**抜粋:**
════════════════════
パラダイムチェンジ

2005年12月08日(木) エリザベスタウン

今回は映画ネタ。観てきたのは「エリザベスタウン」
この映画を一言で言うなら「東京ラブストーリーの赤名リカと、アメリカ
の変な濃さが好きな人は結構好きかも」である。そしてその両方が好きな
私は「結構好き」

物語の冒頭、自分が8年間も心血を注いで開発したスニーカーが、1000億
円もの損失を与えてしまい、会社をクビになったオーランド・ブルーム演
じるドリューは、自殺をしようと思うんだけど、その直前、自分の携帯
電話が鳴る。彼の父親が、旅先で突然死んでしまったので、遺体を引き
取ってきてほしい、と家族に頼まれるのだ。

そして彼は父親の生まれ故郷、ケンタッキー州のエリザベスタウンへと
向かう。
その途中、自分ひとりしかいない機内の中で、ドリューはキルスティン・
ダンスト演じるキャビンアテンダントのクレアと出会い・・・という話。

予告編を見た感じだと、その後、彼が父親の遺骨と共にアメリカの土地を
ドライブすることがメインのロードムービーなのかと思っていたら、さに
あらず。

この映画の大半は、彼の父、ミッチの葬式の話だし、その彼の生まれ故郷
アメリカ南部の田舎町の、強烈な人々との出会いとふれあいの話である。
そして、その彼らが、なんというか無茶苦茶濃くて、変なのである。

そしてこの映画の主人公、ドリューがそうであるように、観客の私たちも
ストレンジャーとして、この映画の間中、そのアメリカ南部を疑似体験
することができる。
だからある意味では、この映画、「ロストイントランスレーション」の
南部版といえるかもしれない。

彼らが、話の折々に「カリフォルニアが」というのがなんと言うか、面白
くて。つまり同じアメリカといっても、一生その小さな田舎町で過ごす人
たちにとってみれば、カリフォルニアは、というより都会的なものは、
全然違うんだなあ、ということがわかったり。

この映画は、そんな小さな描写やエピソードの集まりで構成されており、
そのおかげで私たちは、田舎町をリアルに体験できるだけでなく、彼の
父親がどれだけその架空の世界で愛されていたのか、という事もまさに
体験させてくれるように思う。

で、なぜそこに東京ラブストーリーの赤名リカが?というと、キルスティ
ン・ダンスト演じるヒロインのキャラクターが何に似ているかな、と思っ
たら、赤名リカに似ているんじゃないかな、と思ったわけですね。
もっとも、彼女ほど性に奔放ではないとも思うけど。

映画の中での彼女は、はっきり言って出来過ぎ・・・だとは思うんだけど、
でも、深い悲しみに囚われてしまった人には、彼女のようにいい感じで
感情をかき混ぜてくれる人って必要だよね、と思うわけで。

また、彼女の性格を現わすデティール作りもうまいな、と思うのは、
たぶん、彼女自身が普段から自分の寂しさを感じている人だから、人の
寂しさや、悲しさに対して敏感だったんだろうな、という風に感じられる
キャラクターになっていて。
════════════════════
**課題の目的:** 映画「エリザベスタウン」の感想文について、最後の文の後に続く部分を書くこと。
════════════════════
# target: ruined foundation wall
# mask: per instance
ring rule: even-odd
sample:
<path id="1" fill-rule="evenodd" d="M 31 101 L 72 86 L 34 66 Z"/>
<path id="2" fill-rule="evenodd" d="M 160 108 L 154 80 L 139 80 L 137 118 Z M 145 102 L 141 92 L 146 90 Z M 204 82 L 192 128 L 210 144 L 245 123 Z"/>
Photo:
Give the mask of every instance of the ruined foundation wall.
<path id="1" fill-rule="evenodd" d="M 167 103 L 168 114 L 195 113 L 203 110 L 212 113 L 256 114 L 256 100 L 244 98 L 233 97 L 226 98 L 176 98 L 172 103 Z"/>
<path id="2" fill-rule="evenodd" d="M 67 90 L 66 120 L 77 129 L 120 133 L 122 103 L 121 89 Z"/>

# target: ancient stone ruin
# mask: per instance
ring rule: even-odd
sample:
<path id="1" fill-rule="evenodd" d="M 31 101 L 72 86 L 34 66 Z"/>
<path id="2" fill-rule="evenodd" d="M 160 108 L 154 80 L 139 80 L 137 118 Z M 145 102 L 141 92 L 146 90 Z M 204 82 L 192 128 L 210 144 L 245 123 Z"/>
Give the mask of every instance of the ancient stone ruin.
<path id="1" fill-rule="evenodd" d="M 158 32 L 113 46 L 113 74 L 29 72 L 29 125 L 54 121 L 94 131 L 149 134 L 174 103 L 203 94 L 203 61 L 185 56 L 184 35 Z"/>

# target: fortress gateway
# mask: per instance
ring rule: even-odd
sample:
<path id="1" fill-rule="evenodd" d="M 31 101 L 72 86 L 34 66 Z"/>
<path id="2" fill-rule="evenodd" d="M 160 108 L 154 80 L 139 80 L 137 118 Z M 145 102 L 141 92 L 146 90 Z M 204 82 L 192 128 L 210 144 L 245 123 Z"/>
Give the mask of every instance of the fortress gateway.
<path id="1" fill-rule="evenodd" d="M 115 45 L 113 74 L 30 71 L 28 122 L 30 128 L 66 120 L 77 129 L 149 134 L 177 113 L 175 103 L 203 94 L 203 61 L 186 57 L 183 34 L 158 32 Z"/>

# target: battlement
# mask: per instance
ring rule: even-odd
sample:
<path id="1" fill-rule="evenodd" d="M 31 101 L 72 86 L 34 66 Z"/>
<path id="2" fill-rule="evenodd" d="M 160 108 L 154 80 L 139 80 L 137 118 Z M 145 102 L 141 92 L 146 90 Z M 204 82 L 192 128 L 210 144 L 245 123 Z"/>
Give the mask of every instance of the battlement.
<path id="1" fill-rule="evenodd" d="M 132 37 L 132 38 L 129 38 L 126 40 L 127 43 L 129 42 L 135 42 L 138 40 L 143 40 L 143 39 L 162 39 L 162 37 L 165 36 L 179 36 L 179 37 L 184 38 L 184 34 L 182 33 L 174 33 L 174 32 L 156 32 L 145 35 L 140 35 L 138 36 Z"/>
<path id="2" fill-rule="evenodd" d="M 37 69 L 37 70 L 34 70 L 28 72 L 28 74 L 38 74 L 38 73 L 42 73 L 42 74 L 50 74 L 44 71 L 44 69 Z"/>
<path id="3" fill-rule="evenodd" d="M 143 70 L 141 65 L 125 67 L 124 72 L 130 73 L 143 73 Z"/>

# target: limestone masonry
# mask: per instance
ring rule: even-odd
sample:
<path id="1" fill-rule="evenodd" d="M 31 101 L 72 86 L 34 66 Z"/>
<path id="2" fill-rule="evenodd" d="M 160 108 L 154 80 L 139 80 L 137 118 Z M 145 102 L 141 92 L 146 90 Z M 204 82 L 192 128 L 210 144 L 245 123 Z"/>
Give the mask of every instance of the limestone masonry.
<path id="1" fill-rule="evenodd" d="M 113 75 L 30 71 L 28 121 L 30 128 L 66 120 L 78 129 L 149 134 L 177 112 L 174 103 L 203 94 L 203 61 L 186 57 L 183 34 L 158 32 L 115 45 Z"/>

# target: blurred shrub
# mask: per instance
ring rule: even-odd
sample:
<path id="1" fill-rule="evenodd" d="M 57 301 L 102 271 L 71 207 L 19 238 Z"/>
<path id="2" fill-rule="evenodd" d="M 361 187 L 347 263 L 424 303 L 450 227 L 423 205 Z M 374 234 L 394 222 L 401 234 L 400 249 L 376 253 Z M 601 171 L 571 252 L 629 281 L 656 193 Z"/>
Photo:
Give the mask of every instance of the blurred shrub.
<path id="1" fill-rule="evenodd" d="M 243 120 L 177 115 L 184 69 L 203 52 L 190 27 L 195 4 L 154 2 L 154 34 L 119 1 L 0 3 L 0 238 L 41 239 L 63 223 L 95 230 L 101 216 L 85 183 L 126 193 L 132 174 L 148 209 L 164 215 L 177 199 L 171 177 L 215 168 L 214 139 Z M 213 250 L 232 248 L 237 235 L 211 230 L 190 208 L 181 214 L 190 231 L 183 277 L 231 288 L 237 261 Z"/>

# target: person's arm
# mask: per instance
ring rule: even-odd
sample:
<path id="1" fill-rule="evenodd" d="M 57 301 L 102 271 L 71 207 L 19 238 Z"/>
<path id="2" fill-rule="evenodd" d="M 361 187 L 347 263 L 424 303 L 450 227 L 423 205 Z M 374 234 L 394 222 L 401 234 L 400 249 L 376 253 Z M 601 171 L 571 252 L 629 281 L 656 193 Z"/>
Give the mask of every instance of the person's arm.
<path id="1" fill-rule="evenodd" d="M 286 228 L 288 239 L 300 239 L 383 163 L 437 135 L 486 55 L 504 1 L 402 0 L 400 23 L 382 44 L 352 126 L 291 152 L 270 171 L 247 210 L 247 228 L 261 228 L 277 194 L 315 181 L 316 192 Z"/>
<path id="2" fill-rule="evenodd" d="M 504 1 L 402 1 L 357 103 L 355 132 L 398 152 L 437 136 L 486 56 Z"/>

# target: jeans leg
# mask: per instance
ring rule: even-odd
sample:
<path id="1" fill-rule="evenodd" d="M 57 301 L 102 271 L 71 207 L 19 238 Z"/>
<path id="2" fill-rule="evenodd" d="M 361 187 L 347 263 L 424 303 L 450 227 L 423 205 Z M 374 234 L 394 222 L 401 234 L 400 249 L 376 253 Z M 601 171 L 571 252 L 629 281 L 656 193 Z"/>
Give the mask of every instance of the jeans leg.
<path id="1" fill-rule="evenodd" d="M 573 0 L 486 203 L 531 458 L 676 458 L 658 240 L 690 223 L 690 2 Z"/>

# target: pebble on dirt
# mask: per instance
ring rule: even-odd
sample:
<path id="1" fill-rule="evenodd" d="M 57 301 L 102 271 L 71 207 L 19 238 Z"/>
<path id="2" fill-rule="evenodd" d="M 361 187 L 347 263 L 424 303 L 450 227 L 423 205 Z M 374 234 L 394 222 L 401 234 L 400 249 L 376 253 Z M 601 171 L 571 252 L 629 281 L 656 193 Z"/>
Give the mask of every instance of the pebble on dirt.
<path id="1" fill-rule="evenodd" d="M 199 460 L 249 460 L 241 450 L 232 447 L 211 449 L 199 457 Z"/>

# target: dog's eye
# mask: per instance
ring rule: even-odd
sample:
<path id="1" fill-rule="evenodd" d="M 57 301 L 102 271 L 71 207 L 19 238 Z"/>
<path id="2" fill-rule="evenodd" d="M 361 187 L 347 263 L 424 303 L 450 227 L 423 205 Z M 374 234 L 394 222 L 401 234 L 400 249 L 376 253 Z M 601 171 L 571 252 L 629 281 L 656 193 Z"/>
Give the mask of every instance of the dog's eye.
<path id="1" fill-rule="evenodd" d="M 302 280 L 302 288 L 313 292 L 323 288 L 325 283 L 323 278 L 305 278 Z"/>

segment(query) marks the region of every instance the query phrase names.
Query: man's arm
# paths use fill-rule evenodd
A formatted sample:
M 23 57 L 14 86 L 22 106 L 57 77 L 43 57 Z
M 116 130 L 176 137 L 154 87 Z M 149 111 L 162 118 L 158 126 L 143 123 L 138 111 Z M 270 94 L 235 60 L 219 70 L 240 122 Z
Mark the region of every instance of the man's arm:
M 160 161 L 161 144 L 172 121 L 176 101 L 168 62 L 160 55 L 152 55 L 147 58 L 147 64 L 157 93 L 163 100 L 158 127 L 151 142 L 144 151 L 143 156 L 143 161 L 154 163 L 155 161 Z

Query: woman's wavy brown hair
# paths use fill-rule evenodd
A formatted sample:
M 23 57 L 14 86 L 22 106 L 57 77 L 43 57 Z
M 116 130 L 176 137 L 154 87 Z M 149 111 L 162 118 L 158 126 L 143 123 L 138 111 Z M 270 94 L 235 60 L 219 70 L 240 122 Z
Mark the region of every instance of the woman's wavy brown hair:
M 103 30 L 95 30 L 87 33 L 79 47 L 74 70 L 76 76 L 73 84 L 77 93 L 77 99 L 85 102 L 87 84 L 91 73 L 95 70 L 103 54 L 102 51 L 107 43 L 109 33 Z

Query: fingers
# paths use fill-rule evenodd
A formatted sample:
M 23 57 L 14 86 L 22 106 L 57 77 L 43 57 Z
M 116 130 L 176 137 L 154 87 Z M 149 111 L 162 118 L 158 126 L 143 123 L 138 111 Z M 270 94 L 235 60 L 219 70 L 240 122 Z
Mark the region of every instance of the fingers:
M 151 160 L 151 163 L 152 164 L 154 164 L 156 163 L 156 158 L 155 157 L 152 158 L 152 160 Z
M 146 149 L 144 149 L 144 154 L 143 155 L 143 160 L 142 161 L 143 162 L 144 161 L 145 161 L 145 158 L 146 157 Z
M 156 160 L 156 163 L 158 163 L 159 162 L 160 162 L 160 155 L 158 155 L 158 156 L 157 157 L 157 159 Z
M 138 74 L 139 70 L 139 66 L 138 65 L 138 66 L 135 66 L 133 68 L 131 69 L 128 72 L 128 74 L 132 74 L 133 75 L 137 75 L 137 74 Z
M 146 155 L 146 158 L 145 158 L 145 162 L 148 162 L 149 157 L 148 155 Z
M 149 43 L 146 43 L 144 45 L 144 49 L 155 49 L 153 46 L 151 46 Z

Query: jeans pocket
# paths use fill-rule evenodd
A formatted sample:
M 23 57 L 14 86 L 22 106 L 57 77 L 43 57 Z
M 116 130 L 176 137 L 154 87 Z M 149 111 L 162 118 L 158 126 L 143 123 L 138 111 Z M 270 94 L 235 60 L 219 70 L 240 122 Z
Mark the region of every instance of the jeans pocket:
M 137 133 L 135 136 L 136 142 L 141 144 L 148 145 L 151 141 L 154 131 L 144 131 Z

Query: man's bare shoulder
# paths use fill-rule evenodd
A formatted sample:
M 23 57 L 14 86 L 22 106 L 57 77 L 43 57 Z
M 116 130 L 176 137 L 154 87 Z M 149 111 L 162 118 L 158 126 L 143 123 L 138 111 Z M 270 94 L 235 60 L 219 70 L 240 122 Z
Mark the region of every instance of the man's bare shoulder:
════════════════════
**最終回答:**
そうでなかったら、自分の事をsubstitusion=代用品なんて言わない
だろうし。

自分の人生の中でも、心を揺さぶられるような女の子って、彼女みたいな
タイプが多かった私にとっては、なんとなく、わかるわかる、みたいな
気持ちになったわけですね。
この映画を観て、個人的にキルスティン・ダンストの好感度はアップした
のである。

また、今回自分がアメリカを旅行していた時でも、ホテルに帰って一人に
なってホッとした瞬間に、無性に誰かに話したくなる時ってあったりした
し。幸い向こうで知り合いの人がいたおかげで、ほんのつかの間、話相手
になってもらって助かったし。

で、この映画に関して言えば、その彼女が、ドリューに対して行なう様々
なアイデアがすごいな、というか、監督と脚本家はよくもこれだけのアイ
デアを思いついたな、というのがすごいと思うのだ。

最近、日本のドラマがいまいちつまらない、と感じられるのは、もしかす
ると、それだけのアイデアやデティールを詰め込んでいないからなのかも
しれない、なんて思ったり。細部に神は宿る、というし。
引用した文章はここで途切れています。